## [Work instruction]
Find where "Mark every instance of the man standing" appears in the entries below. That line and all lines after it, through the last, are to be duplicated exactly, with nothing else.

┄┄┄┄┄┄

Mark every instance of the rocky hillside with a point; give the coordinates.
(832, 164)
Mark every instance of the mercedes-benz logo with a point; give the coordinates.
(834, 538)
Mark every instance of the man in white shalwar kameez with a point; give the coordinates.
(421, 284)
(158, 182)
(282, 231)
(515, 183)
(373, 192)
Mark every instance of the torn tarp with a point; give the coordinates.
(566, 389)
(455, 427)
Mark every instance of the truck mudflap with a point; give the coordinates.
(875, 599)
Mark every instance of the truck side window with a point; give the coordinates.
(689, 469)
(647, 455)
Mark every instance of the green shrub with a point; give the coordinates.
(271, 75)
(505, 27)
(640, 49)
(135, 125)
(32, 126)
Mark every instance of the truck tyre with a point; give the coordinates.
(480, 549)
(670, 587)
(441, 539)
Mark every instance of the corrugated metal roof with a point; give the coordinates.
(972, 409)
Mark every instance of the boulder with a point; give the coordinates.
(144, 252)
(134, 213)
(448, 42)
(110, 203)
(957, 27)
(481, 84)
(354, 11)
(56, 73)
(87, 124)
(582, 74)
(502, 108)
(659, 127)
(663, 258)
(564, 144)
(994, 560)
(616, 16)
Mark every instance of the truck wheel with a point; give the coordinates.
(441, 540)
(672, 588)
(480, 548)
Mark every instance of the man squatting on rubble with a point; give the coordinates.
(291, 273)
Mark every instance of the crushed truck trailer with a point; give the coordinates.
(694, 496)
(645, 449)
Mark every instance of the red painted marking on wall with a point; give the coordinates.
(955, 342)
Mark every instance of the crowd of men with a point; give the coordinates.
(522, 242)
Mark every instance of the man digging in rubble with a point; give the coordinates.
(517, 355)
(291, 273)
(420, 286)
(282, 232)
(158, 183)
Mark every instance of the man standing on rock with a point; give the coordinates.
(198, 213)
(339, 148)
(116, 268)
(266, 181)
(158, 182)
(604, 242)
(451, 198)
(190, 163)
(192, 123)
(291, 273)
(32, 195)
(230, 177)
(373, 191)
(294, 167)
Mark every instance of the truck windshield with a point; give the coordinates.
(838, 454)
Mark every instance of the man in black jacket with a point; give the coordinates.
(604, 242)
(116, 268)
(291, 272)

┄┄┄┄┄┄

## [Your response]
Mark every instance of the man standing on rock with a point; give the coordinates.
(198, 213)
(339, 148)
(116, 268)
(266, 181)
(158, 182)
(604, 242)
(451, 198)
(190, 163)
(192, 123)
(291, 273)
(32, 195)
(230, 177)
(373, 191)
(294, 167)
Mark every instance of the truck windshield with a point; give the coordinates.
(838, 454)
Mark every instance of the man in black jacket with a point; give the coordinates.
(604, 242)
(116, 268)
(291, 272)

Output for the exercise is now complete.